--- Coordinate annotation entries ---
----------
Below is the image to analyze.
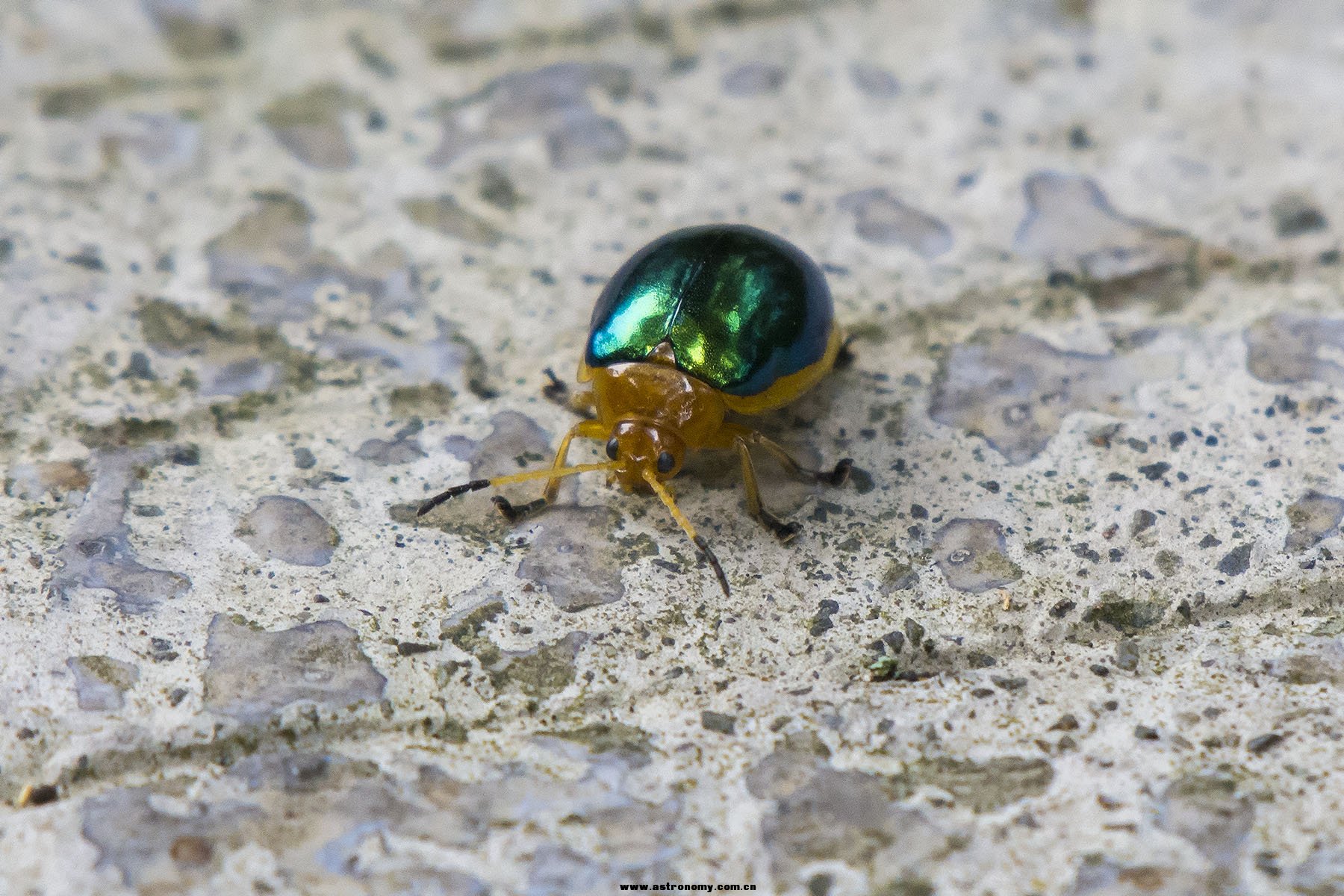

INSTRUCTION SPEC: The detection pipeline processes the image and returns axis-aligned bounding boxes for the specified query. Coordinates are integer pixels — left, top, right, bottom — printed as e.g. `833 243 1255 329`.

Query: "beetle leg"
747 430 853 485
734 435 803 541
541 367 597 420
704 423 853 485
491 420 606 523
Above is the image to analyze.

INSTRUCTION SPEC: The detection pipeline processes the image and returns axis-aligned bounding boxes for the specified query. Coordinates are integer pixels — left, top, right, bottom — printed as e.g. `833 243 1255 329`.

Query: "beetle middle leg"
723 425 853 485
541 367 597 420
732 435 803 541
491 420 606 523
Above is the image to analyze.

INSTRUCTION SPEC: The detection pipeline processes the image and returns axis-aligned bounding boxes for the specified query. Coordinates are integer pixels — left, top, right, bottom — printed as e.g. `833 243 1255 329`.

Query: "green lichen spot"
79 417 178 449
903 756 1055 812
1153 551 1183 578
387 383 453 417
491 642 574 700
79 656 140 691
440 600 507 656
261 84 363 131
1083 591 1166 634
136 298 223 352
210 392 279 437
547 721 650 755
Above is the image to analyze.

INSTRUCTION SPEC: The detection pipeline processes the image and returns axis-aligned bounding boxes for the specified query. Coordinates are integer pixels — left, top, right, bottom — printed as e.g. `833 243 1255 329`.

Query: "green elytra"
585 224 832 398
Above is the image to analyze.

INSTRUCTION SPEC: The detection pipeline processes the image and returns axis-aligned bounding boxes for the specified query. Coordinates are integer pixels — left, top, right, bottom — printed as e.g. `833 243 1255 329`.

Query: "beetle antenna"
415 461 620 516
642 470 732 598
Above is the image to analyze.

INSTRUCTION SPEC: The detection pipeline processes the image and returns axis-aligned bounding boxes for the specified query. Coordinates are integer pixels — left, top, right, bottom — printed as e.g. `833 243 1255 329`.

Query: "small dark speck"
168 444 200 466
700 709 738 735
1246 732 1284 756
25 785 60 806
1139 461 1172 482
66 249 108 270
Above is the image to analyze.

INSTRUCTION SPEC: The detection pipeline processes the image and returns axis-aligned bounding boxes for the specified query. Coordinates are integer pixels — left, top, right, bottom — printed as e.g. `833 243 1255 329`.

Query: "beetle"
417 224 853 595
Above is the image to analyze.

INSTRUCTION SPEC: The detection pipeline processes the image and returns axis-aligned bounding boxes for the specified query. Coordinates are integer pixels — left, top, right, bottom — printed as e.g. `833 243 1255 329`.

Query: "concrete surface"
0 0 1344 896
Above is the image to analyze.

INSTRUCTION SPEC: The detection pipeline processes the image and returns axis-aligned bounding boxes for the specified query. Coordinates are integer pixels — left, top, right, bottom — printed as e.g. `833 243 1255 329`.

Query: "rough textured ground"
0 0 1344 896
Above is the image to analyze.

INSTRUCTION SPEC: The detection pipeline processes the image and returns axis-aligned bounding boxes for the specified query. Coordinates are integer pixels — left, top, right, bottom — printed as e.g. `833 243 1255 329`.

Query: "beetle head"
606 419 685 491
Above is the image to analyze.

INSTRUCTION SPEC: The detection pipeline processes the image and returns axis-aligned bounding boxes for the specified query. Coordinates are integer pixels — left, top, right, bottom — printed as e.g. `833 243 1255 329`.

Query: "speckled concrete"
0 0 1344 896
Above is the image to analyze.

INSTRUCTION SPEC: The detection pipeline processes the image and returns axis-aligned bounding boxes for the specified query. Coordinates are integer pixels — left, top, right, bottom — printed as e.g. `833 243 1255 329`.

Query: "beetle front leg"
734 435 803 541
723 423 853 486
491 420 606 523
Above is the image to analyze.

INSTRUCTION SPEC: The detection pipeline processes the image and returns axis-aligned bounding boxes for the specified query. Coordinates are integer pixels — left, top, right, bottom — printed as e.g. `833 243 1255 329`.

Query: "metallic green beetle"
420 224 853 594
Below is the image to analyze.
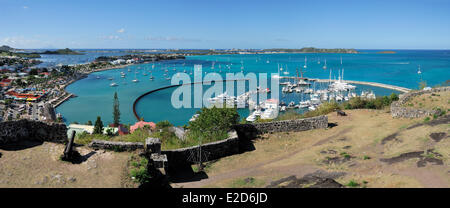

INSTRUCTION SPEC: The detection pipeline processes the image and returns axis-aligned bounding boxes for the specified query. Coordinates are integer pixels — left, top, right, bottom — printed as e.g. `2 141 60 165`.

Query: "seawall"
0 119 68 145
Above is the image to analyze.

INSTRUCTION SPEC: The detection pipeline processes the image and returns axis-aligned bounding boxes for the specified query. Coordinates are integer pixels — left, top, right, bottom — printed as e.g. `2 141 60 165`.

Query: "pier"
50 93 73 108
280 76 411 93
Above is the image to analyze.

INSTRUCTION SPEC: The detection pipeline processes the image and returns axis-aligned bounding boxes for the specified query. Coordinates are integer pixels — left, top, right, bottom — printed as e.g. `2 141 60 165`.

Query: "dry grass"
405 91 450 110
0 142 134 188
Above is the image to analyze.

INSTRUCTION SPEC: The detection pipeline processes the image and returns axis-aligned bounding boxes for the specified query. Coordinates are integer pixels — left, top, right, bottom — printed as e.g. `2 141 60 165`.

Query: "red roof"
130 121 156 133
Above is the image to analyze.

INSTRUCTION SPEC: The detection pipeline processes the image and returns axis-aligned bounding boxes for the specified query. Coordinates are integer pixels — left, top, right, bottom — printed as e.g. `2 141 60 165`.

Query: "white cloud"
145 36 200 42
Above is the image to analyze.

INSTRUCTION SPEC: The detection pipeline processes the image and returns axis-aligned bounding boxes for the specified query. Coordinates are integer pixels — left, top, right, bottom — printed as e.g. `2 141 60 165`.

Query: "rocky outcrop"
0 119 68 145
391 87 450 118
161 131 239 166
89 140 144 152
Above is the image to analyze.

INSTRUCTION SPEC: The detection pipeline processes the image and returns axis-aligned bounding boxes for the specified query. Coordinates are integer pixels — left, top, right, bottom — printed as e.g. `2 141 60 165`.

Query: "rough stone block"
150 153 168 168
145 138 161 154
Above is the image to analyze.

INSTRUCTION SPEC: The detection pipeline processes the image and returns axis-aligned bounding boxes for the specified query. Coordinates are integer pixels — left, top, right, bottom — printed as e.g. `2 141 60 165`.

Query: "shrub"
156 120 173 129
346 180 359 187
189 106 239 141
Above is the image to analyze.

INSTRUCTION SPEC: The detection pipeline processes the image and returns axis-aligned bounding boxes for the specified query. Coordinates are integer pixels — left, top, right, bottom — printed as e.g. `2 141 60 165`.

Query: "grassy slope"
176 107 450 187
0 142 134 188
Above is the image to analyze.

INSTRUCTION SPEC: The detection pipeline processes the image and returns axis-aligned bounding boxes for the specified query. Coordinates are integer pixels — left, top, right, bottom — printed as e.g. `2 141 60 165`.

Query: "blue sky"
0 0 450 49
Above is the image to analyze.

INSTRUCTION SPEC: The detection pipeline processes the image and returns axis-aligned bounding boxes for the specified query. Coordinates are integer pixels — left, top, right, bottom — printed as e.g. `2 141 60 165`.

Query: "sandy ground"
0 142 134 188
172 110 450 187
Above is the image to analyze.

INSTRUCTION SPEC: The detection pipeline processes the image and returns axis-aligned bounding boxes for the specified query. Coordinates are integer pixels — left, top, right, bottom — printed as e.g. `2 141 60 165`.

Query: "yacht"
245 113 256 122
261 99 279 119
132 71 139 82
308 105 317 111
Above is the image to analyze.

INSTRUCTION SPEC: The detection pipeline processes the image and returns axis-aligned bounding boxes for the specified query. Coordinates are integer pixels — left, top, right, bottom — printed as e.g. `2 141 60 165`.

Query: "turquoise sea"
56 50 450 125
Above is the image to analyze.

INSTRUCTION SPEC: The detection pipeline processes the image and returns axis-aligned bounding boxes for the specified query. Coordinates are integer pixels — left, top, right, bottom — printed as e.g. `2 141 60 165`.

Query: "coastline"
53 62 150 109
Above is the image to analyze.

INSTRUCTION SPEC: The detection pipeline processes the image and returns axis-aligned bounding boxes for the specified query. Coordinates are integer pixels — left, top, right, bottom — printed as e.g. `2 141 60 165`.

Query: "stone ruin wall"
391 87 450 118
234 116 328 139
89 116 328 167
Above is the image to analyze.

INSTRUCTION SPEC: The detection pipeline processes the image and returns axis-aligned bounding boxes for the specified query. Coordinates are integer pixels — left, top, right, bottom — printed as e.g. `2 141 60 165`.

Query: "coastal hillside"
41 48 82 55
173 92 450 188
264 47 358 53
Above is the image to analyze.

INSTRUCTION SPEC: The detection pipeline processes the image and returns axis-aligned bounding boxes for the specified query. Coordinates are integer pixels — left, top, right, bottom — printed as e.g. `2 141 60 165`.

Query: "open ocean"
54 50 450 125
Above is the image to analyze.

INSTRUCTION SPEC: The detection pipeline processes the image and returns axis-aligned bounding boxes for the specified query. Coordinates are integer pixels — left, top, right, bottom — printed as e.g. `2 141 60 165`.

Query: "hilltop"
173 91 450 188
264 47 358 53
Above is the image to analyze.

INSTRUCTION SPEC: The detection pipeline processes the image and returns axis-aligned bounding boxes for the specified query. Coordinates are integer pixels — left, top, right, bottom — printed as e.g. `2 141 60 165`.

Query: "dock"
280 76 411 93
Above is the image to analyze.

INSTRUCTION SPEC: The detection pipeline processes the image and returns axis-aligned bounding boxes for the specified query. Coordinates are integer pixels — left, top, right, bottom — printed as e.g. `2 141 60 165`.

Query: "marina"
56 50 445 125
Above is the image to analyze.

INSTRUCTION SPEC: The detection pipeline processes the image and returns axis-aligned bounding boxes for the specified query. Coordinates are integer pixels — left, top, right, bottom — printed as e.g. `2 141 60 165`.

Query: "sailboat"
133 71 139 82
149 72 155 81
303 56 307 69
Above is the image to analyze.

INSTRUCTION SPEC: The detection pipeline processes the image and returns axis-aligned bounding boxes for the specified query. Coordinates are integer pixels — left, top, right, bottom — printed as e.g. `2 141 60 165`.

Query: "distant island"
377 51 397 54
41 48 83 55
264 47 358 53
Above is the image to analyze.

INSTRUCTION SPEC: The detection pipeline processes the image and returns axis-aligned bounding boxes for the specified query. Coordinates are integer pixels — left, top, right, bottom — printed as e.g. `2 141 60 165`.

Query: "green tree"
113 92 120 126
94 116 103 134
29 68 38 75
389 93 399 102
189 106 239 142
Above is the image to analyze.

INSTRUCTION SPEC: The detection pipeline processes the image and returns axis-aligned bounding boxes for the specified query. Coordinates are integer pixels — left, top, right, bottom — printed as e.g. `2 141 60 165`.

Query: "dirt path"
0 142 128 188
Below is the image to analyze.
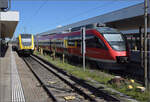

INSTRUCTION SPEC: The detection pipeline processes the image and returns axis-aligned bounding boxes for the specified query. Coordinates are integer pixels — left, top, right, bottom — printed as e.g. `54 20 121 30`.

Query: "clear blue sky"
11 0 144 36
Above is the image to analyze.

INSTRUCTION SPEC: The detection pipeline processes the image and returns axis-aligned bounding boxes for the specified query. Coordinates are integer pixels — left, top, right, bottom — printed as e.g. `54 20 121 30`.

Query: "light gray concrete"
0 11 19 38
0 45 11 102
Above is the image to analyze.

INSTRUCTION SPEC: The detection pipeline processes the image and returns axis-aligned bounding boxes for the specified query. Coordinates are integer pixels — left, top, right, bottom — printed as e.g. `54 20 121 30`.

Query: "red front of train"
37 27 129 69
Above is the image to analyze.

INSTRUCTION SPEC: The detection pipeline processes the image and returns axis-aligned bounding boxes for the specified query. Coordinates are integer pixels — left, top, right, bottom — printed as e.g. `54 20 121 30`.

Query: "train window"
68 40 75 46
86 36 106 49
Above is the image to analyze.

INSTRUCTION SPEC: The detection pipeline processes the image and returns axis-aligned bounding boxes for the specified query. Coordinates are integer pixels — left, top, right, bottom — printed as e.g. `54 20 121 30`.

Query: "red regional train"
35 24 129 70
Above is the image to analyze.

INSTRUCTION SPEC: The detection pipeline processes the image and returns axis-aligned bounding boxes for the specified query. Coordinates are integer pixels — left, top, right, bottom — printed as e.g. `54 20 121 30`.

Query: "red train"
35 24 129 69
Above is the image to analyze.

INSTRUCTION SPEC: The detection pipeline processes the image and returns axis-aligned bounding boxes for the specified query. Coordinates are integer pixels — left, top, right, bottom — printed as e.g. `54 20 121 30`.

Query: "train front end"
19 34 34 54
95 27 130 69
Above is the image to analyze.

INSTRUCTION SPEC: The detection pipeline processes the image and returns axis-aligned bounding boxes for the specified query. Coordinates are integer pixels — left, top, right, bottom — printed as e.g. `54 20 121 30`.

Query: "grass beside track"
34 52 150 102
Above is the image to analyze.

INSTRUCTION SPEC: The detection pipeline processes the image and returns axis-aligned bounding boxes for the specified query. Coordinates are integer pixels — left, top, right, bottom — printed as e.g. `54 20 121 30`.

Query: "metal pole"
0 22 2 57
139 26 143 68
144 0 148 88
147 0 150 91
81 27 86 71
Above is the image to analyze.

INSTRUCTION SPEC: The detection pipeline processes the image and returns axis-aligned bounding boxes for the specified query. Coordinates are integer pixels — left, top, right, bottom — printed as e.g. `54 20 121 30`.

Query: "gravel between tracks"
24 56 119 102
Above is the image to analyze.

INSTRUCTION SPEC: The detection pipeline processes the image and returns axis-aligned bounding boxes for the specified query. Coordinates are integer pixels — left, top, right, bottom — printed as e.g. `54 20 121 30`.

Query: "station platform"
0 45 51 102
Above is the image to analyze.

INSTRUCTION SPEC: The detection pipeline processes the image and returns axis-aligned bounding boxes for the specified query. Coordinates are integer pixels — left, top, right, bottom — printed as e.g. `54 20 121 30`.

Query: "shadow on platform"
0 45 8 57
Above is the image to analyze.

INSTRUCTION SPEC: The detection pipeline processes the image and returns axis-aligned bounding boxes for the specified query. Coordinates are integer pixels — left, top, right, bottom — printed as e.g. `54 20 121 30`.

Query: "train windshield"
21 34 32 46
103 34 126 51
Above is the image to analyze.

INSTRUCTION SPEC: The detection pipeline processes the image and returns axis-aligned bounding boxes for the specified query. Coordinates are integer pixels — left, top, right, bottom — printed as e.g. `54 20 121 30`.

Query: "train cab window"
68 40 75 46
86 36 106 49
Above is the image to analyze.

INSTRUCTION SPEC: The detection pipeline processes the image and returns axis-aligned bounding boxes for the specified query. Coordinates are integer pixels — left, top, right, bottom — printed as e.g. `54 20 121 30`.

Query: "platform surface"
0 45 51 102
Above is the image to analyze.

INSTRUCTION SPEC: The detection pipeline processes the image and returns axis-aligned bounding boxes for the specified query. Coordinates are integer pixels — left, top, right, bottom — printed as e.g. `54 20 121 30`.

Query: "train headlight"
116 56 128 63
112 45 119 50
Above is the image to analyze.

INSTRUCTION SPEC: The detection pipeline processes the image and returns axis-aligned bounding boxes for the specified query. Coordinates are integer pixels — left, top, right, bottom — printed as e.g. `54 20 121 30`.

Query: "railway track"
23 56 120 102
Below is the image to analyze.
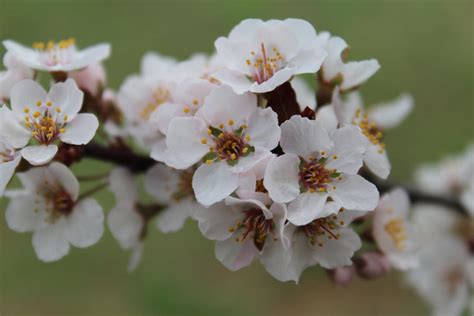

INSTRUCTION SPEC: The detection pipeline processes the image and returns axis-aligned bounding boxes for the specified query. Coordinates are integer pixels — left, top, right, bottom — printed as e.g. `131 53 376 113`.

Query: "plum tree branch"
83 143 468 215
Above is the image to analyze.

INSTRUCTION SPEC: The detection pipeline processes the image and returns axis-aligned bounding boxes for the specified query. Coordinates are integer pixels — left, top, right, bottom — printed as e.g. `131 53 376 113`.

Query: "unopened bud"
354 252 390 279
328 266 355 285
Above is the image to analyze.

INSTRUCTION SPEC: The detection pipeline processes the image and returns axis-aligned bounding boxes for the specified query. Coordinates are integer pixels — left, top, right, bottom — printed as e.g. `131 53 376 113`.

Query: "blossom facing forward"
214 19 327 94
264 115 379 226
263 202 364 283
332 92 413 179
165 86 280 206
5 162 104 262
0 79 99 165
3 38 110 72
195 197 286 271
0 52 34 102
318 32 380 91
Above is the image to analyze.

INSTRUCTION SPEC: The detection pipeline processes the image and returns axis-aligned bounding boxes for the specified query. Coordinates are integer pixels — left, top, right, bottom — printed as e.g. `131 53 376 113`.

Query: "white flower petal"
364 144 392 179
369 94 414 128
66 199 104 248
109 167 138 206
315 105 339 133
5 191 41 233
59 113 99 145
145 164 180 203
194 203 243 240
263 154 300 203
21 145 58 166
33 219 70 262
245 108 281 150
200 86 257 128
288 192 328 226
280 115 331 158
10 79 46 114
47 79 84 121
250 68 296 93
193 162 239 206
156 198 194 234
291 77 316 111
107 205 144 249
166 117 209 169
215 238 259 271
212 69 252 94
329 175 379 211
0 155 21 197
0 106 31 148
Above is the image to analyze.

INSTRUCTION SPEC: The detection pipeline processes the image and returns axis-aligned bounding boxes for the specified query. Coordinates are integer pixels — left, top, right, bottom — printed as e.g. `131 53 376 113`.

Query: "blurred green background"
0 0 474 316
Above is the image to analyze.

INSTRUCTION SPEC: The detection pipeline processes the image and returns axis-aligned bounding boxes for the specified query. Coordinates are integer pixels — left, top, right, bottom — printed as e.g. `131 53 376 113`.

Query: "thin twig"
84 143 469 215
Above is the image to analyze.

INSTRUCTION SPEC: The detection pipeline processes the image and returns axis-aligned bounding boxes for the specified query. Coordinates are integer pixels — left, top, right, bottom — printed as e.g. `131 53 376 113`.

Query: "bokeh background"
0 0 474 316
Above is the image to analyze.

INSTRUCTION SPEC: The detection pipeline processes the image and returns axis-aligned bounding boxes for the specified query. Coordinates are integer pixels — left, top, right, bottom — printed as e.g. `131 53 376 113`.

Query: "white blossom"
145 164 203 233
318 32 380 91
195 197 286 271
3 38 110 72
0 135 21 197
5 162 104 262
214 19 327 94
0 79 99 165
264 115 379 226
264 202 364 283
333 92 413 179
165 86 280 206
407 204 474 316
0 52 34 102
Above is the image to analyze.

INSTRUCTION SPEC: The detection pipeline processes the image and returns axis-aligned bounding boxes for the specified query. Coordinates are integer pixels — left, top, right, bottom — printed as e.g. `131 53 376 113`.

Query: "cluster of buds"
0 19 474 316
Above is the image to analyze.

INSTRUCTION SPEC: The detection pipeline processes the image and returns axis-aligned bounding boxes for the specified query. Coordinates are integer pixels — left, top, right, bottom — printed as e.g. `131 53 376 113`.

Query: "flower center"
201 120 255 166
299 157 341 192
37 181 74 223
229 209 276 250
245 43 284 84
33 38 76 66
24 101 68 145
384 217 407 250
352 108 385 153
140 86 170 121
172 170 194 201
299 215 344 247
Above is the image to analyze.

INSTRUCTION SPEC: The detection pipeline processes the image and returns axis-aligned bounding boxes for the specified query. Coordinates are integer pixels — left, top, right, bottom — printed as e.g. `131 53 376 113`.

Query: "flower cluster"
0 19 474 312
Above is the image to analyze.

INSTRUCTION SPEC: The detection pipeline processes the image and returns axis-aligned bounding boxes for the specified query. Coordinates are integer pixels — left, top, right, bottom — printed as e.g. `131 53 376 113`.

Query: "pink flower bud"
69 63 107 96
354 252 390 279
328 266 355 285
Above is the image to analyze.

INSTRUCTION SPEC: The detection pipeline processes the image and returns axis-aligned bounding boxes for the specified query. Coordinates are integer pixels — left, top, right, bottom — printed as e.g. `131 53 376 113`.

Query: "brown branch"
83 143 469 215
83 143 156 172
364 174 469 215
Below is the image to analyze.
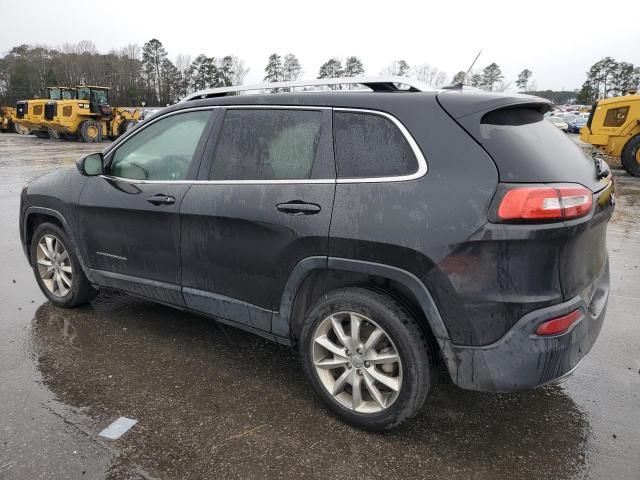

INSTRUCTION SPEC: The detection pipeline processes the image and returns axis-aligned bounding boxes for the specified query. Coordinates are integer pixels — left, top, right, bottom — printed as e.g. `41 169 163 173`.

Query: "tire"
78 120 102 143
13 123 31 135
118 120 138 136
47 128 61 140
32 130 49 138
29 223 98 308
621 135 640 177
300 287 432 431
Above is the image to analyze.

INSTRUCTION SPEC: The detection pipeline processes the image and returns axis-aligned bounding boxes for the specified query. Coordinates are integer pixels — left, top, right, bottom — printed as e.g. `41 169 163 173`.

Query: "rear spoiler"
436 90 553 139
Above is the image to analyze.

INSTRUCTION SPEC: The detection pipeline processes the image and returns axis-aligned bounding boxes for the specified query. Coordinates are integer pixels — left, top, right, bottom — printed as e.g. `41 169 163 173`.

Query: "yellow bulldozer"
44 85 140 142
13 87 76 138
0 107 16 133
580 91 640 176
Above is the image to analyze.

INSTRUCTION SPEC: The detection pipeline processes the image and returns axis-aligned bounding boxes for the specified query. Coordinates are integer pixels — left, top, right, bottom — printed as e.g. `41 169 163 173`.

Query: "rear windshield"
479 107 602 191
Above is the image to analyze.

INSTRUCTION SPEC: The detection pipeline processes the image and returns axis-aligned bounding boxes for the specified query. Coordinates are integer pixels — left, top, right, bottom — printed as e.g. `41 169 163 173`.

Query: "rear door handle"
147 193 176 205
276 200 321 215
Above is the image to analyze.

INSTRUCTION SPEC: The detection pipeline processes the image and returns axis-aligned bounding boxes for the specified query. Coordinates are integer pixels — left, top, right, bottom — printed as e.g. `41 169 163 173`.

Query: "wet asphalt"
----------
--- Task ---
In the listing above, find every line that contains the word "background" and copy each one out in full.

--- The response ---
Query: "blurred green background"
Query: "bokeh background"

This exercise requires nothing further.